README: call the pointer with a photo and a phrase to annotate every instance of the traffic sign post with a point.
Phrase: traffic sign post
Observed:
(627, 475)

==

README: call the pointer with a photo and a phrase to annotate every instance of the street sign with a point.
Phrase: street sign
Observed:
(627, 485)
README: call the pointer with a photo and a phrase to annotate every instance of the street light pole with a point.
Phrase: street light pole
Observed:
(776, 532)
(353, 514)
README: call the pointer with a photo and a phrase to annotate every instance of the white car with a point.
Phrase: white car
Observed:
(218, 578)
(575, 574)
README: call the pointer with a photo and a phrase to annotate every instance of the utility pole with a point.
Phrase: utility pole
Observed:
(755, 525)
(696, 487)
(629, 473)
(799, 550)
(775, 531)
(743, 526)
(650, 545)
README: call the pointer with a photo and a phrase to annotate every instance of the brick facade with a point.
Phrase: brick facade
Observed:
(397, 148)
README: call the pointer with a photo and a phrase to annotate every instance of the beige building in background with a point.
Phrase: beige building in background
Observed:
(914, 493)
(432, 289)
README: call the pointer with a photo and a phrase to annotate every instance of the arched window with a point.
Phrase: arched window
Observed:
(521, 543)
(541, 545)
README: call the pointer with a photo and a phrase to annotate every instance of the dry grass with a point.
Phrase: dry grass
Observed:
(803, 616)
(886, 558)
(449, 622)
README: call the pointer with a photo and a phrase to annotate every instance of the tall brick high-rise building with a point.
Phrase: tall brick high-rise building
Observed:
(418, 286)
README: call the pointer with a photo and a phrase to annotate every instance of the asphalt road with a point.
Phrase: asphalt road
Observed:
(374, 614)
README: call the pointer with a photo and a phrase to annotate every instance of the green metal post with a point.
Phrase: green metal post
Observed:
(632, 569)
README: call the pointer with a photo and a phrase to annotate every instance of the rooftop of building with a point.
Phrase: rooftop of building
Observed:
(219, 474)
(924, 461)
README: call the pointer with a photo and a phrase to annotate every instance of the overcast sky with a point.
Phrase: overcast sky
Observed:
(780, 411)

◆ Assignment ◆
Look through the data above. Copy every line with the string "arched" in it.

◆ Solution to this task ◆
README: call the pointer with a photo and a phrase to annotate every instance of the arched window with a point.
Phrase: arched window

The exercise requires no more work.